◆ DATA ENTRIES ◆
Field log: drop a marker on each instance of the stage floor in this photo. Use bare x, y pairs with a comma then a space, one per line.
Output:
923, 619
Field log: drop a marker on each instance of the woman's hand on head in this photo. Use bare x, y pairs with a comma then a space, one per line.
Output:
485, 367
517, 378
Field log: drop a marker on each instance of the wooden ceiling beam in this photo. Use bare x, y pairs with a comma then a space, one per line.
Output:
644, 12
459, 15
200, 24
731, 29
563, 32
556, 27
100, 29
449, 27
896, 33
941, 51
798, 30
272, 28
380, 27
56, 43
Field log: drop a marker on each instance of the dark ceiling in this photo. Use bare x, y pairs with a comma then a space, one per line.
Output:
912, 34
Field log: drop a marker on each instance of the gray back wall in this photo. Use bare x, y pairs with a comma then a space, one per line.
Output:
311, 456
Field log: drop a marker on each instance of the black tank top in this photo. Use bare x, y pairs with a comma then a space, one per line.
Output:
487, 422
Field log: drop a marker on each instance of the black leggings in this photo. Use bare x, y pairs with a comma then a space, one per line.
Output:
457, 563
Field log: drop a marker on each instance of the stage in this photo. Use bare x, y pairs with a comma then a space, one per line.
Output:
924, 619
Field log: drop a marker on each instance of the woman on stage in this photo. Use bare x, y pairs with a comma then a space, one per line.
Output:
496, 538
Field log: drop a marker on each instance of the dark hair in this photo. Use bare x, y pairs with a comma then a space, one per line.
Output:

--

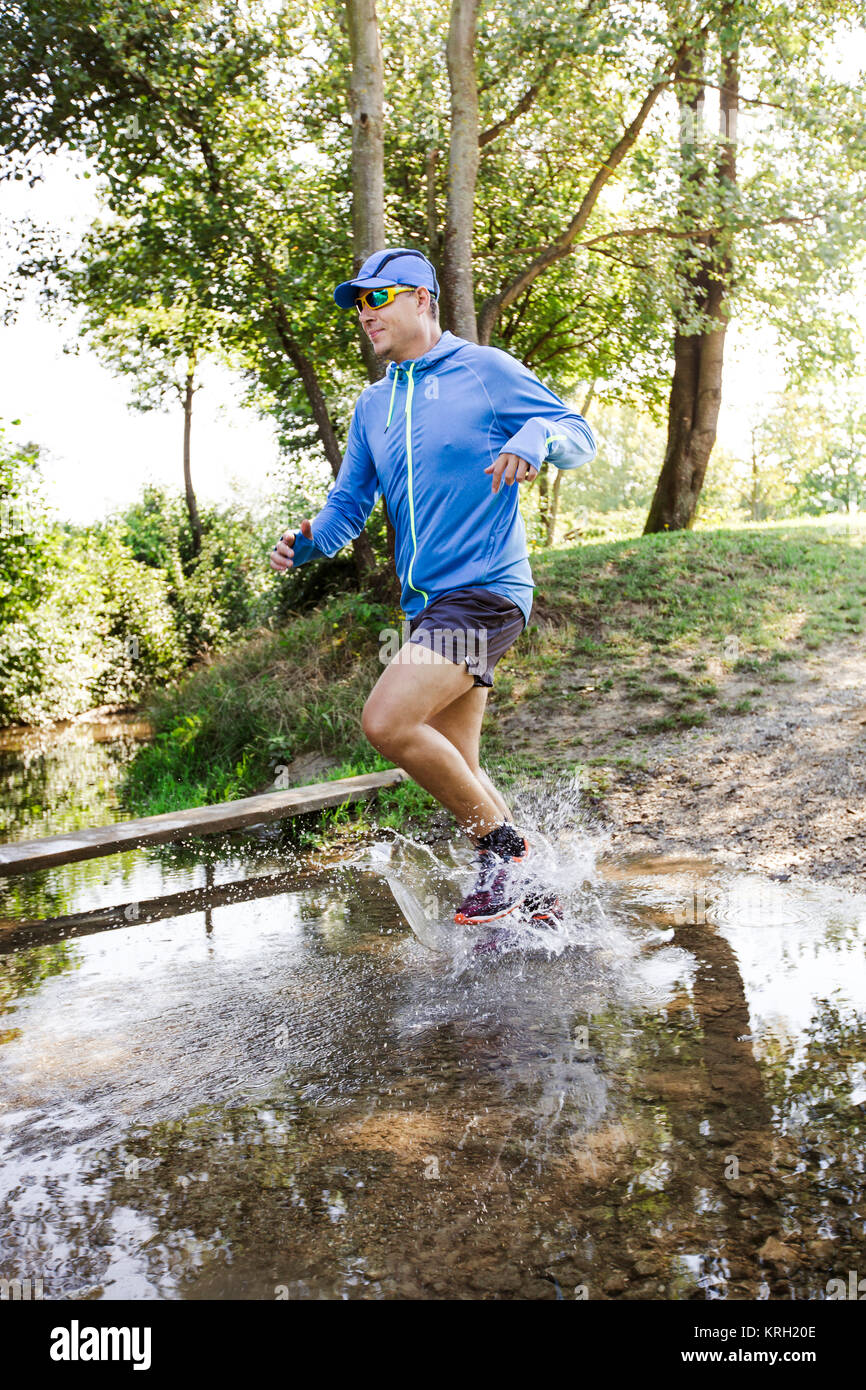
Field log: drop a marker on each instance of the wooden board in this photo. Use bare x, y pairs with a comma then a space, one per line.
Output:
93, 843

◆ EXERCISE DESCRIPTION ◆
Please identify every line in the material above that contains the word "black", and copy each such line out in full.

◆ TASK RESULT ◆
Field log: drop a marker on each instance of the black tank top in this photo. Use bare x, y pairs with a comma then a space, one per line.
Field log: drop a marker on each instance of the black leggings in this photo. Use bare x, y pairs with a comma then a space, one per line.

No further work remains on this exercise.